§ **Text passage**:

-- begin --

The backlash to some winners’ speeches at the festival shows how polarized and fraught Germany’s culture scene has become.
When Yuval Abraham and Basel Adra walked onstage at the Berlin International Film Festival on Saturday night, they had come to talk about more than movies.
Abraham and Adra, an Israeli and Palestinian filmmaking team, had just won the festival’s award for best documentary for “No Other Land,” a movie about Palestinian resistance to Israeli campaigns in the occupied territories. It was “very hard,” Adra said, to celebrate the award “when there are tens of thousands of my people being slaughtered and massacred by Israel in Gaza.”
He called upon German lawmakers to “stop sending weapons to Israel,” before Abraham called for a cease-fire and an end to Israel’s occupation.
The audience, which included the culture minister of Germany, Claudia Roth, applauded loudly, and there were whistles and cheers in the hall.

-- end --

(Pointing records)
-- begin --

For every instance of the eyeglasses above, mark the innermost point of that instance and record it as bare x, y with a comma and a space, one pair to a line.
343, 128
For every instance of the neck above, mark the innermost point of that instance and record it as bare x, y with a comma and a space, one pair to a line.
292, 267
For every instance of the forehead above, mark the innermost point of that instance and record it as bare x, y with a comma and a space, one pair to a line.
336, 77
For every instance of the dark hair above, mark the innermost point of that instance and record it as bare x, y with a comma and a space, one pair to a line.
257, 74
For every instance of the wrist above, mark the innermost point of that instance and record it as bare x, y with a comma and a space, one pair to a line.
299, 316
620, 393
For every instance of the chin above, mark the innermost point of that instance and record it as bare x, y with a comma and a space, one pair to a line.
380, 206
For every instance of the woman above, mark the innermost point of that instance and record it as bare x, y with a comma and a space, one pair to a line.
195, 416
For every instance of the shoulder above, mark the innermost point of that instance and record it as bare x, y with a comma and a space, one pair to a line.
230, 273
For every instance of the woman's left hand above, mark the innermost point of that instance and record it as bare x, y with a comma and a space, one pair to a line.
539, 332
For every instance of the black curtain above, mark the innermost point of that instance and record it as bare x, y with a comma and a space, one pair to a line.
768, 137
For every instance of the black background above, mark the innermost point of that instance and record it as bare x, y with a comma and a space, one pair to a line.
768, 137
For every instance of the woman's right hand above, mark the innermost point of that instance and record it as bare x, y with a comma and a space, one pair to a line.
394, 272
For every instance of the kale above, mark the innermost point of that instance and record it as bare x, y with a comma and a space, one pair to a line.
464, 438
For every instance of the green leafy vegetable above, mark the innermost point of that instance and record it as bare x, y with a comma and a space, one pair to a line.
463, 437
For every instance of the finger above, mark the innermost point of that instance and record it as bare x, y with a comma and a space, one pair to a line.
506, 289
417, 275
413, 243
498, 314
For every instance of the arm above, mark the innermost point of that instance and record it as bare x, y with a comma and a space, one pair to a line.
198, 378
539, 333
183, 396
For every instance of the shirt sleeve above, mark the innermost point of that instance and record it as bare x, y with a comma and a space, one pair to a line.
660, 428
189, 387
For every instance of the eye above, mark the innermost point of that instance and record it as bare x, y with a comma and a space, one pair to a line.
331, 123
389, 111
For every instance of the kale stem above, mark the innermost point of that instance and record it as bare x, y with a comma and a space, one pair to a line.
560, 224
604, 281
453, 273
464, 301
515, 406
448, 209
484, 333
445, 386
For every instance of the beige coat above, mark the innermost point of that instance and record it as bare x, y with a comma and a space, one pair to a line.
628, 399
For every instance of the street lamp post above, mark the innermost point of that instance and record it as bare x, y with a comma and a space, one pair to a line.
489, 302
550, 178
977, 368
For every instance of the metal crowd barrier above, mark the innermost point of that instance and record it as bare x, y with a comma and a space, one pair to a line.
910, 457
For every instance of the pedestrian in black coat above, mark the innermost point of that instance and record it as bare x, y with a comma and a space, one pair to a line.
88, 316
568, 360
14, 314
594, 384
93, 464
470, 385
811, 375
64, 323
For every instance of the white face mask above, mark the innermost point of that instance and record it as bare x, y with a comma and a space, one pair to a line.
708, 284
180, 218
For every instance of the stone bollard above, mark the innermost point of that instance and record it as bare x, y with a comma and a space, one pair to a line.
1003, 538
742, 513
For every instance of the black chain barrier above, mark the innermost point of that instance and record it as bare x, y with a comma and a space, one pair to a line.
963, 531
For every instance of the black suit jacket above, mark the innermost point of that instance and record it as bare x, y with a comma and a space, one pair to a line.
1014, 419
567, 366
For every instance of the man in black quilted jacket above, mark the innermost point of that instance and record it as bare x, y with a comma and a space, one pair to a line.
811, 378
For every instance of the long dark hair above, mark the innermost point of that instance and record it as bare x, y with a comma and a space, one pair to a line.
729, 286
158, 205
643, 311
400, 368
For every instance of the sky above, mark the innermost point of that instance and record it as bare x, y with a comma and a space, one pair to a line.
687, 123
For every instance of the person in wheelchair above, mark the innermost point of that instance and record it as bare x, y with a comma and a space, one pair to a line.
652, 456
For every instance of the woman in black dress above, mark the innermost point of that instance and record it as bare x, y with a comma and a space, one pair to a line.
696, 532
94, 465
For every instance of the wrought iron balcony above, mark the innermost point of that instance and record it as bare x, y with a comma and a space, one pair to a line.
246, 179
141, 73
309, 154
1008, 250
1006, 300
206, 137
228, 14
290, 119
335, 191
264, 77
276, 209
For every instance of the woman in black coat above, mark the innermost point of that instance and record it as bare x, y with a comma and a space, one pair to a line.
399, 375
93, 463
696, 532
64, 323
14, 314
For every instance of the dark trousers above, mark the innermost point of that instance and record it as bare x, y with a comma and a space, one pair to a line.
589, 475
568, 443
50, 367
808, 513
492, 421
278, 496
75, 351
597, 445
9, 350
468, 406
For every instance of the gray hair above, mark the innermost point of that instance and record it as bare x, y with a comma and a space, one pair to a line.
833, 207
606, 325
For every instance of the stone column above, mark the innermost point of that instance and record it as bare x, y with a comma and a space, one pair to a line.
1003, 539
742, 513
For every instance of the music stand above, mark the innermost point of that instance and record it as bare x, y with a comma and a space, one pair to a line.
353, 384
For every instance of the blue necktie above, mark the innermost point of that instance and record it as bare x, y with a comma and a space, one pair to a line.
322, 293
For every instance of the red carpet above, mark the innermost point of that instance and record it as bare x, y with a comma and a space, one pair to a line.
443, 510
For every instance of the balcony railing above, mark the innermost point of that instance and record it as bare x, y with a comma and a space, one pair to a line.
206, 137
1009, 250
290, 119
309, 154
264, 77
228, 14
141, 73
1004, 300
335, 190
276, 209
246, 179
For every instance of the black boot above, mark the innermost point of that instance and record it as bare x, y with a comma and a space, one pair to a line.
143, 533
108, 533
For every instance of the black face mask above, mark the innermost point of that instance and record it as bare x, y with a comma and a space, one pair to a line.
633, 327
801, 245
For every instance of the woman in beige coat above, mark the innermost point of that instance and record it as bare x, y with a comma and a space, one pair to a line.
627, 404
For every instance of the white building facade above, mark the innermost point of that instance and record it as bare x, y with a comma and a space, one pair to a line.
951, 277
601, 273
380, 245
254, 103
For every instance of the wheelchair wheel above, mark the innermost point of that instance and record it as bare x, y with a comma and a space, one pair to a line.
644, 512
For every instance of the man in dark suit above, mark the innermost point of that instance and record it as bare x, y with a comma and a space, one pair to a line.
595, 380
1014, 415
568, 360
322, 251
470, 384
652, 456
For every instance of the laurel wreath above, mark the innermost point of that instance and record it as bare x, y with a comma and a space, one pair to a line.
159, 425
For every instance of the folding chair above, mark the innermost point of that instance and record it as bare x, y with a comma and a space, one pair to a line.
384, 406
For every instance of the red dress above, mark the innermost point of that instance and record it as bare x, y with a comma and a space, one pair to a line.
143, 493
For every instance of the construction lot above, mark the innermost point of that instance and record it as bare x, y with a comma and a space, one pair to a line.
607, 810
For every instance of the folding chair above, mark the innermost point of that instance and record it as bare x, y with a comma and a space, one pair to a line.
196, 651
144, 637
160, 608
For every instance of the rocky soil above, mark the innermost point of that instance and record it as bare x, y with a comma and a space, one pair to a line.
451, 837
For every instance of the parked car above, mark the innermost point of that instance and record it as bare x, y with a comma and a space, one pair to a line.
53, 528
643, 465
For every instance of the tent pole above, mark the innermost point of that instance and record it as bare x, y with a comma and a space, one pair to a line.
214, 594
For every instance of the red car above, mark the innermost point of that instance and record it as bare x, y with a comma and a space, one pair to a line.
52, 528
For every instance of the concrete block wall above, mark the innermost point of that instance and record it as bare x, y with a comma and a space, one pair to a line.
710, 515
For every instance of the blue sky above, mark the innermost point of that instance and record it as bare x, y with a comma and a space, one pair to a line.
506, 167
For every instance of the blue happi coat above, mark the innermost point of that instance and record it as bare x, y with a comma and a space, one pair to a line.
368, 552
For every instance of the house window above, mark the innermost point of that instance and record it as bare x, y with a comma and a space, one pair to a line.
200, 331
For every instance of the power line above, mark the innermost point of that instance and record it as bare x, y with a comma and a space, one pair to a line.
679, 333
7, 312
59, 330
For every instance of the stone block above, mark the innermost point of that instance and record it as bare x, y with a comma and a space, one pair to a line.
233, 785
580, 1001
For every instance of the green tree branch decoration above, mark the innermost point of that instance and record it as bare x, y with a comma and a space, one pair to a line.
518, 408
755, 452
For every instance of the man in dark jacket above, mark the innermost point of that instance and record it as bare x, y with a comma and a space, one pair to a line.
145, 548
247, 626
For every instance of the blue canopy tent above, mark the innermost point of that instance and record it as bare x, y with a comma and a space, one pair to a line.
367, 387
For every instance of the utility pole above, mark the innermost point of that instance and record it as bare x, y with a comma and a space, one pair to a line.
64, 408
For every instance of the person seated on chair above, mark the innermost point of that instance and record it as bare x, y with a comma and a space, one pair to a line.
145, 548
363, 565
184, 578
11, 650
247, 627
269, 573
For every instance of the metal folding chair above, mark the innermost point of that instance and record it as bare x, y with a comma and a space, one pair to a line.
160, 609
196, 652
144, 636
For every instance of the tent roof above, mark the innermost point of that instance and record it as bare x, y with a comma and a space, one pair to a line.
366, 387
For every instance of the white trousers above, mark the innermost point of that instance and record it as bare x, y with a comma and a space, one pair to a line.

-- end --

§ **Instruction**:
Quote the full passage about the Berlin film festival award speeches word for word. You won't need the items for this.

§ **Worked solution**:
The backlash to some winners’ speeches at the festival shows how polarized and fraught Germany’s culture scene has become.
When Yuval Abraham and Basel Adra walked onstage at the Berlin International Film Festival on Saturday night, they had come to talk about more than movies.
Abraham and Adra, an Israeli and Palestinian filmmaking team, had just won the festival’s award for best documentary for “No Other Land,” a movie about Palestinian resistance to Israeli campaigns in the occupied territories. It was “very hard,” Adra said, to celebrate the award “when there are tens of thousands of my people being slaughtered and massacred by Israel in Gaza.”
He called upon German lawmakers to “stop sending weapons to Israel,” before Abraham called for a cease-fire and an end to Israel’s occupation.
The audience, which included the culture minister of Germany, Claudia Roth, applauded loudly, and there were whistles and cheers in the hall.